◆ Given data:
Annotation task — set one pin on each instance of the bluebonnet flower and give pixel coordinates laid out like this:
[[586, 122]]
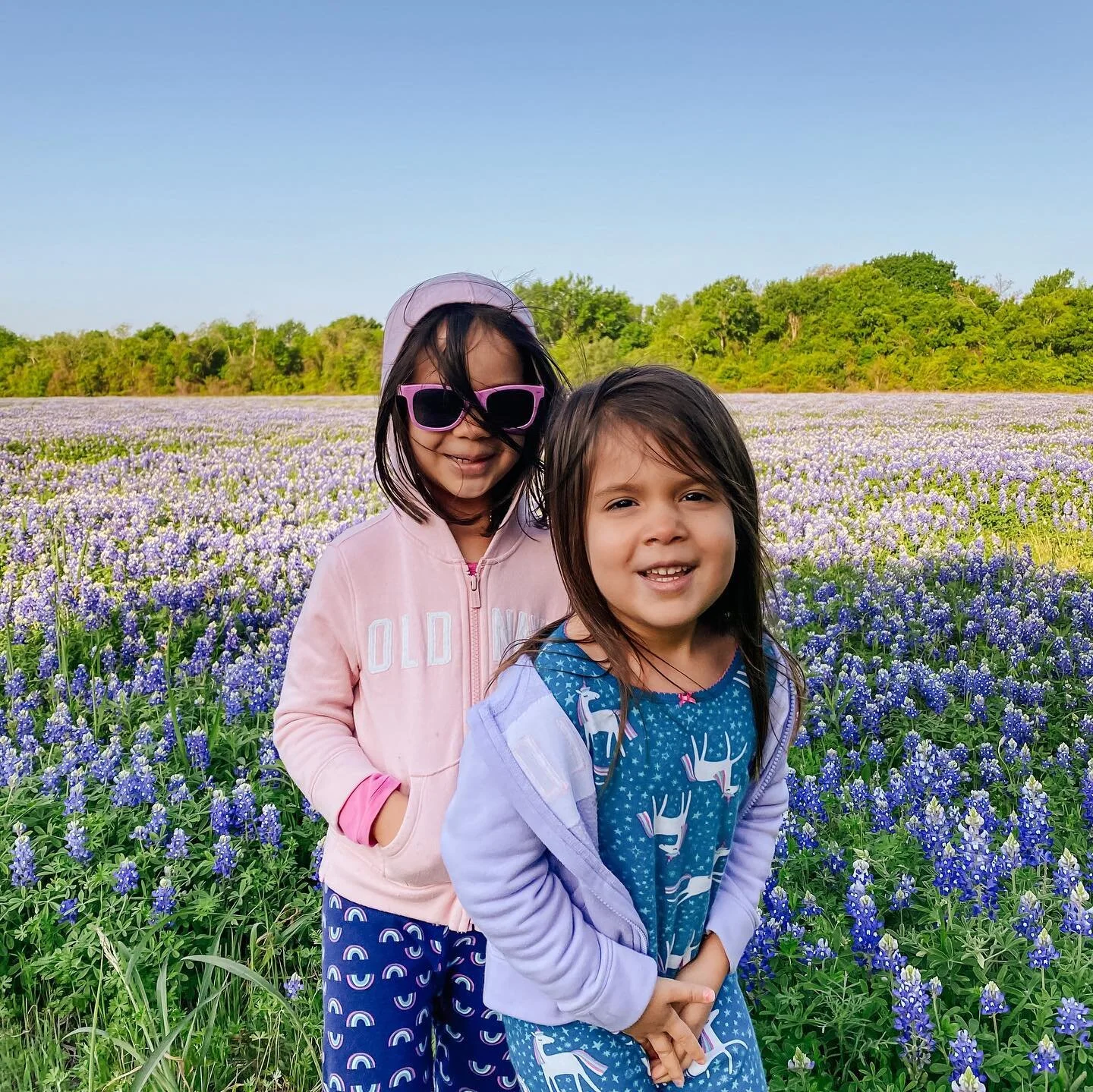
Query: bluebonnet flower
[[831, 772], [1085, 785], [221, 813], [969, 1081], [22, 864], [1071, 1018], [76, 801], [269, 826], [158, 821], [244, 807], [882, 819], [178, 845], [1034, 826], [913, 1023], [817, 952], [178, 791], [267, 760], [1045, 1057], [807, 836], [800, 1062], [126, 878], [809, 906], [889, 957], [906, 888], [1009, 855], [1067, 873], [225, 858], [1077, 916], [76, 842], [993, 1000], [866, 931], [1043, 953], [164, 900], [197, 749], [1030, 915], [964, 1053]]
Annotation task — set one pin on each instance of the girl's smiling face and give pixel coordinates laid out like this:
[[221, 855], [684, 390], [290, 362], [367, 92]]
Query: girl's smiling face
[[661, 543], [466, 464]]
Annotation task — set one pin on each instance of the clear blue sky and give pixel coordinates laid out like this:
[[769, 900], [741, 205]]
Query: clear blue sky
[[185, 161]]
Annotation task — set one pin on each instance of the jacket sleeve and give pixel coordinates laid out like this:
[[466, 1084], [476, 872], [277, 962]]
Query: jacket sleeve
[[502, 875], [735, 915], [313, 726]]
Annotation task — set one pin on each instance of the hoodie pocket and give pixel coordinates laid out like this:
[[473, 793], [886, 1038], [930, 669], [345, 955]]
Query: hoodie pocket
[[414, 856]]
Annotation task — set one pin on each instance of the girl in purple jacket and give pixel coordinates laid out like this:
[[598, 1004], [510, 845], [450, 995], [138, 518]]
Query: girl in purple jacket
[[622, 788]]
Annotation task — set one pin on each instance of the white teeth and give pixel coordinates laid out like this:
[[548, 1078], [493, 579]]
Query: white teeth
[[667, 572]]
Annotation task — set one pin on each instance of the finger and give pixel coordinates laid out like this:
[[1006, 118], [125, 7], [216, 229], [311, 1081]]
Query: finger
[[683, 1037], [666, 1052], [685, 993]]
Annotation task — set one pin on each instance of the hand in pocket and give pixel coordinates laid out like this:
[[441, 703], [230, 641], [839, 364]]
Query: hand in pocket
[[390, 818]]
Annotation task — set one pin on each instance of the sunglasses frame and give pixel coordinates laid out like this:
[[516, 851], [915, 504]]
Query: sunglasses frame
[[408, 390]]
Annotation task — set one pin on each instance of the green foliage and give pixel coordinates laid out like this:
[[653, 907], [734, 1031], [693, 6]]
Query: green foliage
[[904, 322], [918, 271]]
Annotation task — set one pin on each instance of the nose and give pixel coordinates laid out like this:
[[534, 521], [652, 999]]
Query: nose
[[663, 525]]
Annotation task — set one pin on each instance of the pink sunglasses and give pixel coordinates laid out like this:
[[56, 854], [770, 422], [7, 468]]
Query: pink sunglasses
[[436, 408]]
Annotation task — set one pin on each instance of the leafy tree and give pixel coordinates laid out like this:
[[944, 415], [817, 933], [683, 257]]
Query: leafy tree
[[1045, 285], [729, 310], [919, 271]]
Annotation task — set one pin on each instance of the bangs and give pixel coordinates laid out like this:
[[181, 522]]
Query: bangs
[[670, 442]]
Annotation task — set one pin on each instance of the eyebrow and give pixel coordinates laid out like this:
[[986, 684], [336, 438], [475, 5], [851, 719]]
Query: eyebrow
[[628, 486]]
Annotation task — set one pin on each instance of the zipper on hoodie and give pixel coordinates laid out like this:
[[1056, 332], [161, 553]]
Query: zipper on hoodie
[[476, 603]]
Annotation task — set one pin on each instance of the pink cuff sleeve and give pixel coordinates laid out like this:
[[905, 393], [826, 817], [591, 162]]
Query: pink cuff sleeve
[[360, 811]]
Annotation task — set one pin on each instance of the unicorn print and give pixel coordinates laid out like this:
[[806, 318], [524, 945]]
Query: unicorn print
[[575, 1064], [688, 886], [720, 858], [700, 769], [600, 722], [675, 960], [663, 826], [714, 1047]]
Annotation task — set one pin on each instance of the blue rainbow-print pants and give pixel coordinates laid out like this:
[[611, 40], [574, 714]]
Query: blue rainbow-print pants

◆ The exercise: Copy every line above word for word, but leave the pictures out.

◆ Response to the exercise:
Annotation task — set one pin on each instance of the bluebonnet flower and give pixel coordinates laid out like this:
[[586, 122]]
Query: bluebonnet flower
[[831, 772], [1085, 785], [221, 813], [969, 1081], [22, 864], [1071, 1018], [76, 801], [269, 826], [158, 821], [244, 807], [882, 819], [178, 845], [1034, 826], [913, 1023], [817, 952], [178, 791], [267, 760], [1045, 1057], [807, 836], [800, 1062], [126, 878], [809, 906], [889, 957], [906, 888], [1009, 855], [1067, 873], [225, 858], [1077, 916], [76, 842], [993, 1000], [866, 931], [1043, 953], [164, 900], [197, 749], [1030, 915], [964, 1053]]
Annotation task — set one pin on each instance of the girl's smiling face and give pixel coordinates laid out like this:
[[221, 855], [684, 390], [290, 362], [367, 92]]
Query: girl's smiling face
[[661, 543], [466, 464]]
Annotation task — set one pin on each instance of the clear blue sky and give pixel coordinates laid out like this:
[[769, 900], [741, 205]]
Query: clear blue sky
[[185, 161]]
Annotation task — set one pin on each instance of the jacket sleeve and give pixel coordinates laid out like this:
[[466, 1084], [476, 872], [277, 962]]
Query: jacket sleeve
[[502, 875], [735, 915], [313, 726]]
Annotation task — set one pin on each instance of the hoodie pocket and give pixel coordinates laid out like this:
[[473, 793], [886, 1038], [930, 669], [345, 955]]
Query: hoodie pocket
[[414, 856]]
Annotation task — set one pin on each instance of the girl in purple jacket and give pixel coordinates laid out like this:
[[598, 1004], [510, 845], [450, 995], [138, 518]]
Query: girl in purple jacket
[[622, 788]]
Annotation task — set one pin on each instance of the white teeth and give pixel coordinates laid out like this:
[[548, 1078], [493, 579]]
Query: white teeth
[[667, 572]]
Annotation task — set one pin on each instance of the finger and give pixel coordinates laid out like this:
[[1006, 118], [125, 7], [216, 229], [311, 1081]]
Query: finger
[[683, 1037], [666, 1052], [685, 993]]
Annotation task — set one pin on each instance of the hand in pocket and give pixel coordinates laid out like this:
[[441, 703], [230, 641], [839, 364]]
Query: hand in pocket
[[390, 818]]
Annotation task — set one pin on each instance of the sunglasses frame and give pixel coordinates laid out like this:
[[516, 851], [915, 504]]
Query: sunglasses frame
[[408, 390]]
Annotation task — set one pin on each instance of the green foliage and give pixel coordinates laid out like this:
[[653, 907], [734, 1031], [693, 6]]
Query: green foliage
[[904, 322], [918, 271]]
Annotation task — set one pin on each instance of the nose and give pixel coordinates laid out like this:
[[534, 521], [652, 999]]
Query: nose
[[663, 525]]
Annotation task — set one pin on each instance of the pink sunglasses and give pixel coordinates laid out like this:
[[56, 854], [770, 422], [7, 468]]
Query: pink sunglasses
[[436, 408]]
Annotation task — set one pin on each instance of the leafy tree and give pixel coordinates laid out like this:
[[944, 415], [817, 933], [683, 257]]
Query: leafy tree
[[1045, 285], [729, 310], [919, 271]]
Annotation task — set one pin on each instance of the bangs and give pixel coordinates laid out like this:
[[181, 522]]
Query: bangs
[[670, 442]]
Annotation task — set one pin on each instance of the eyebrow and give pixel coordinates laid out like this:
[[986, 684], [336, 438], [475, 5], [851, 719]]
Query: eyebrow
[[628, 486]]
Annotation task — set one pin on each instance of the zipper on hoodie and give pixel coordinates laid out like this:
[[1056, 332], [161, 553]]
Query: zipper on hoodie
[[476, 603]]
Annotation task — set one pin on each instance of the pink cuff sleeve and give pixel coordinates laid out like this:
[[905, 393], [826, 817], [591, 162]]
Query: pink cuff sleeve
[[360, 811]]
Annotation task — set one pin on each instance of the unicorn print and give pixel coordinates laid out like this:
[[806, 318], [524, 945]]
Query: unicorn print
[[575, 1064], [688, 886], [720, 858], [700, 769], [600, 722], [675, 960], [663, 826], [714, 1047]]
Annotation task — set one pin on each instance of the blue rainbow-print pants and give pixel coordinates laid out like this:
[[611, 40], [574, 714]]
Query: blue rainbow-print pants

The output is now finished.